> [WHAT YOU ARE ASKED TO DO]
Top to bottom, every record is to be copied word for word.

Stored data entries
-----

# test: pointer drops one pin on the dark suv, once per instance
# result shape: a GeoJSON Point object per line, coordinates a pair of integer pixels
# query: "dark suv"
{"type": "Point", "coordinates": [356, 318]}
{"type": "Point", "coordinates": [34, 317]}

-----

> [EXERCISE OUTPUT]
# test: pointer drops one pin on the dark suv, once per instance
# result shape: a GeoJSON Point object per line, coordinates a pair of integer pixels
# query: "dark suv"
{"type": "Point", "coordinates": [356, 318]}
{"type": "Point", "coordinates": [34, 317]}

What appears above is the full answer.